— START OF Items —
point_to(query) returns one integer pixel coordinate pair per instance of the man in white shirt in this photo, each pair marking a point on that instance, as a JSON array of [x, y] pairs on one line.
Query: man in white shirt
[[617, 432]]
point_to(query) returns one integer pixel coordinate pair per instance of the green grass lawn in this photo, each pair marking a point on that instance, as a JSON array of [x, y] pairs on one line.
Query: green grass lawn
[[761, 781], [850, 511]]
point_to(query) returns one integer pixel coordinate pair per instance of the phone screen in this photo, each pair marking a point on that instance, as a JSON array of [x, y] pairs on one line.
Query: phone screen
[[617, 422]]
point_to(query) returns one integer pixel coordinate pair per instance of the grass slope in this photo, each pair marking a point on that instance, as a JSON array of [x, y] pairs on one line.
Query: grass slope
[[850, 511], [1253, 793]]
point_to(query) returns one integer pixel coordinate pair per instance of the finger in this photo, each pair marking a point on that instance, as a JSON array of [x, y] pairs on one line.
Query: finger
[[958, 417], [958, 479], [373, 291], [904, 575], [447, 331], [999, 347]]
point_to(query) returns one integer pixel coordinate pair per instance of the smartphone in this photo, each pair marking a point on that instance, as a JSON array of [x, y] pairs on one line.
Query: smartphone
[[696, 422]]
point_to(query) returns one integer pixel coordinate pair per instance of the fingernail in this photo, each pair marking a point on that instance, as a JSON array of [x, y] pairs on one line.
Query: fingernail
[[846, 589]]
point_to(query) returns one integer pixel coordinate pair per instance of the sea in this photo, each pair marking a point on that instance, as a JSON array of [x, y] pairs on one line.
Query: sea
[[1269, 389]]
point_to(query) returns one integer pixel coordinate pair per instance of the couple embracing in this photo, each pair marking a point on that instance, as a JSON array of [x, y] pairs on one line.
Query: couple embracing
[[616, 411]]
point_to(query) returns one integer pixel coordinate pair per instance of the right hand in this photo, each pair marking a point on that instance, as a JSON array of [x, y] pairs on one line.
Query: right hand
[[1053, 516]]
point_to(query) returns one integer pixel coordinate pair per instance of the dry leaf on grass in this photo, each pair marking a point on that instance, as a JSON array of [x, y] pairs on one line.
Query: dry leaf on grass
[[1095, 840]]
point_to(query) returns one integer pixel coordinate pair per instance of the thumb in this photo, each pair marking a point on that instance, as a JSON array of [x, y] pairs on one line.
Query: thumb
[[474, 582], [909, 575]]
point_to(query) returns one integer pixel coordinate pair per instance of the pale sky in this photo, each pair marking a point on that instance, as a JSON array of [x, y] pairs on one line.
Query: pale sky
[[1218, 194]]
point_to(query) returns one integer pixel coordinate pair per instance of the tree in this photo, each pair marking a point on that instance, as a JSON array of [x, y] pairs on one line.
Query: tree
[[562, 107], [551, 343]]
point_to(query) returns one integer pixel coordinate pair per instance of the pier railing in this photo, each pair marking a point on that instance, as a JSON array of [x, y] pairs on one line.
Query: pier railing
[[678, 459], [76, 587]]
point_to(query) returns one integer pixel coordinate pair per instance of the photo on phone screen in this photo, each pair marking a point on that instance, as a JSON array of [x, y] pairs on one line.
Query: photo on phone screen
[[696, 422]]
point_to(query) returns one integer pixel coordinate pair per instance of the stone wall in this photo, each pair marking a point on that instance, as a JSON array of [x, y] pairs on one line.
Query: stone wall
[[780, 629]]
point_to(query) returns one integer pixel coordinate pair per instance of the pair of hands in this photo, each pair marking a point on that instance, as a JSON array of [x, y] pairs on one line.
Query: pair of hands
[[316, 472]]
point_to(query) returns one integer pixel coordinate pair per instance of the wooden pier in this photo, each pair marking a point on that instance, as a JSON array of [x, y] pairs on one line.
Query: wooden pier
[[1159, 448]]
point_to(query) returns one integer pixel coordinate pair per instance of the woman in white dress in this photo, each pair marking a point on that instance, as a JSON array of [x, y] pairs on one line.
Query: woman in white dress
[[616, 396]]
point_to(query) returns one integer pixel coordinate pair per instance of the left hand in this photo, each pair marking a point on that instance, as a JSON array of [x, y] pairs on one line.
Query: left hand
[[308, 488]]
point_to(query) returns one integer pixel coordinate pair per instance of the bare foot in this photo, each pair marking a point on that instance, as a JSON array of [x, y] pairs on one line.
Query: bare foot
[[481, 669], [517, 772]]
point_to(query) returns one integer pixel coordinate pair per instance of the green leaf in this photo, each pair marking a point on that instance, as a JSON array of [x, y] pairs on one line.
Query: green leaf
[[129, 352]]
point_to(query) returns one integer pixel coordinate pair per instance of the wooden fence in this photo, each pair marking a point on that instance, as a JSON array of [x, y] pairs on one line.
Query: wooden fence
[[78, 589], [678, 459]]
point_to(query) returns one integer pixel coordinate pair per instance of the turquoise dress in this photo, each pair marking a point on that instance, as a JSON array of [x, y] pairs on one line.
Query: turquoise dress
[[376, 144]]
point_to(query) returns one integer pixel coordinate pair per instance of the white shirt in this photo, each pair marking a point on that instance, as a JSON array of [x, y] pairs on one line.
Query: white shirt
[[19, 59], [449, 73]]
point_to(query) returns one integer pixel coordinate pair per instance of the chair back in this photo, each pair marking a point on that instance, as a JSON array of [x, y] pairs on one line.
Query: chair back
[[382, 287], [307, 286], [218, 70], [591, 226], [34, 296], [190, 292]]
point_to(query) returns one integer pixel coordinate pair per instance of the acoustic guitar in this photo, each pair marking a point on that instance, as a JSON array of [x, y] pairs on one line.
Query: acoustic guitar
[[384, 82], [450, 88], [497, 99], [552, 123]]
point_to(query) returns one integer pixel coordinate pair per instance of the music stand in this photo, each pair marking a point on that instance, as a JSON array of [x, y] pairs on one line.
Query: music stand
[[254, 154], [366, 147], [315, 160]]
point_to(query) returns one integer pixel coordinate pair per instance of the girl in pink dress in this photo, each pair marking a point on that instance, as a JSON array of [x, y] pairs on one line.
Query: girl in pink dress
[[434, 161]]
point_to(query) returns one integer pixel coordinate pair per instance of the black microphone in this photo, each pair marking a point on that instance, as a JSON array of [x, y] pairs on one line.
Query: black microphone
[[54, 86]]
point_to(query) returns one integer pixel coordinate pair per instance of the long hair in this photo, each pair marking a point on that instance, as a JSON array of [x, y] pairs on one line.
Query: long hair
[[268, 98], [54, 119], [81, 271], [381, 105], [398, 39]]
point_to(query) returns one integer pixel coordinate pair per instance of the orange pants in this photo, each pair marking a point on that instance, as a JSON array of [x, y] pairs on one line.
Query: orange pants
— END OF Items —
Copy out all the entries shown above, character for character.

Solution for this task -
point_to(query) returns one integer pixel coordinate pair per instance of the man in white shirt in this photo, each pair marking a point on that instance, as a JSON array of [x, y] pairs on one line.
Query: man in white shirt
[[617, 432]]
point_to(query) returns one integer pixel coordinate pair per instance of the green grass lawn in this photo, each pair marking a point on that instance, as a JSON array of [x, y] pairs on one line.
Query: green grass lawn
[[761, 781], [850, 511]]
point_to(query) returns one integer pixel coordinate pair per instance of the phone screen in this photo, each pair marking a point on that instance, as a JSON array of [x, y] pairs on one line.
Query: phone screen
[[617, 422]]
point_to(query) returns one integer pixel coordinate pair per instance of the grass slope in this photo, each pair marking a point on that instance, as a JSON array of [x, y] pairs on one line.
Query: grass slope
[[850, 511], [1253, 793]]
point_to(query) returns one integer pixel coordinate pair per instance of the finger in this photo, each pair marking a point on that instance, as a JSON array of [x, y] pairs on one line.
Query: finger
[[958, 417], [958, 479], [373, 291], [904, 575], [447, 331], [999, 347]]
point_to(query) returns one integer pixel coordinate pair per instance of the smartphone in this photo, each pair marking a point on that instance, as a JSON array of [x, y] pairs on one line.
Query: smartphone
[[696, 422]]
point_to(query) returns one integer pixel coordinate pair per instance of the fingernail in this photo, each pair marking a point on that instance, as a JSON array of [x, y] pairs on one line.
Query: fingernail
[[846, 589]]
point_to(query) returns one integer pixel coordinate pair per instance of the sea in this photo, each pair marking a point on that instance, as a JSON array of [x, y] pairs on one line.
Query: sea
[[1269, 389]]
point_to(query) returns one integer pixel coordinate pair per instance of the couple embracing in this photo, each pair marking a point on that instance, as a JSON array of [x, y] pairs on one line.
Query: couple embracing
[[616, 411]]
point_to(query) returns one integer pixel coordinate pair per instance of the right hand in this photo, each pair marking a point on that instance, as a JSON array of [x, y] pairs on one line.
Query: right hand
[[1053, 516]]
point_to(query) returns one integer pixel coordinate pair per instance of the dry leaf on grass in this photo, each pair marking a point on that instance, as a JSON array of [x, y] pairs on one line.
Query: dry leaf on grass
[[1095, 840]]
point_to(query) returns one integer pixel coordinate pair per instance of the thumb in this photo, each pair marking a point on that instance, as a JSON array of [x, y] pairs on one line.
Query: thumb
[[474, 582], [909, 575]]
point_to(query) returns one integer pixel coordinate pair per instance of the pale sky in this photo, each pair marking a point on that instance, as a JSON array of [x, y] pairs on one line.
Query: pale sky
[[1218, 194]]
point_to(query) returns one integer pixel coordinate pair per instance of the tree in this photo, each pair marking a point on that instance, as a JSON array of [x, y] pairs on one line.
Query: tree
[[562, 107], [551, 343]]
point_to(query) returns one integer pixel coordinate pair per instance of the pier railing in this photo, each pair marking a point on that instance, as a JSON array of [x, y] pairs on one line.
Query: pier railing
[[678, 459], [76, 587]]
point_to(query) returns one integer pixel coordinate pair per instance of the photo on phone screen in this photo, each pair marking a point on that instance, as a JSON array of [x, y] pairs on one line.
Query: photo on phone screen
[[696, 422]]
point_to(query) returns one integer pixel coordinate pair per instance of the stone wall in this photo, each pair marking a point on that instance, as a JSON array of [x, y] pairs on one line.
Query: stone wall
[[780, 629]]
point_to(query) returns one integer pixel coordinate pair per instance of the pair of hands in this photo, each pair marking a point on that instance, as a JSON array of [x, y] pairs on one line.
Query: pair of hands
[[316, 472]]
point_to(query) returns one integer pixel coordinate pair per instance of the wooden pier in this photo, each pair marking a point on that instance, as a JSON array of [x, y] pairs on one line.
Query: wooden pier
[[1159, 448]]
point_to(query) returns one integer pixel coordinate pair per instance of the woman in white dress in this photo, each pair marking a point on that instance, as a JSON array of [x, y] pairs on one line.
Query: woman in white dress
[[616, 396]]
point_to(query) returns one integer pixel coordinate pair per instance of the left hand in this photo, each pair marking a point on that instance, as a JSON array of [x, y] pairs on one line.
Query: left hand
[[308, 488]]
point_to(query) returns one integer pixel coordinate pair per instance of the bare foot in this photo, each pair marking a point on that instance, as a JSON array of [x, y] pairs on one line.
Query: bare foot
[[481, 669], [517, 772]]
point_to(query) returns one integer pixel coordinate pair per instance of the green leaf in this photo, each pair marking a point on that instance, as a JSON array of [x, y] pairs on one line.
Query: green leaf
[[129, 352]]
point_to(query) returns one integer pixel coordinate pair per instance of the wooden fence in this photo, each pair marking a point on that instance, as a JSON array of [x, y] pairs on one line.
Query: wooden fence
[[78, 589], [678, 459]]
point_to(query) returns one integer pixel coordinate pair per instance of the turquoise dress in this photo, each pair marking a point on that instance, as a JSON array of [x, y] pairs on one line.
Query: turquoise dress
[[376, 144]]
point_to(query) returns one integer pixel coordinate pair per instance of the white shirt in this photo, each pair marking a point on that instance, as a JSON array of [x, y] pairs on one line.
Query: white shirt
[[19, 59], [449, 73]]
point_to(query) returns one integer pixel coordinate pair per instance of the chair back in this photo, each pair marking a point on that instance, as a JSON array of [x, y] pairs on one line.
Query: chair back
[[382, 287], [307, 286], [218, 70], [591, 226], [34, 296], [190, 292]]
point_to(query) returns one integer pixel coordinate pair per instance of the acoustic guitar in this photo, each pair marking a point on that instance, as a JSON array of [x, y] pairs on one line.
Query: acoustic guitar
[[384, 82], [450, 88], [497, 99], [552, 123]]
point_to(query) returns one integer pixel coordinate pair per instance of the music stand in this photo, each pair marking a point on that instance, as a JSON array of [x, y] pairs on one line.
Query: music stand
[[254, 154], [366, 147], [315, 160]]
point_to(query) returns one integer pixel coordinate pair per instance of the girl in pink dress in this photo, each pair marking a point on that instance, as a JSON array of [x, y] pairs on one line.
Query: girl in pink dress
[[434, 161]]
point_to(query) returns one integer pixel coordinate pair per instance of the black microphone in this photo, each pair marking a point on that instance, as a JSON array of [x, y] pairs on one line.
Query: black microphone
[[54, 86]]
point_to(query) returns one integer pixel coordinate pair per instance of the long hair in this photo, each pair marking a point on that instance, as a JSON array of [x, y] pairs on one line.
Query: long hair
[[268, 98], [54, 119], [81, 271], [381, 105], [398, 39]]
point_to(query) returns one integer pixel coordinate pair per instance of the orange pants in this photo, each pair marking a point on that instance, as a JSON array of [x, y] pairs on one line.
Query: orange pants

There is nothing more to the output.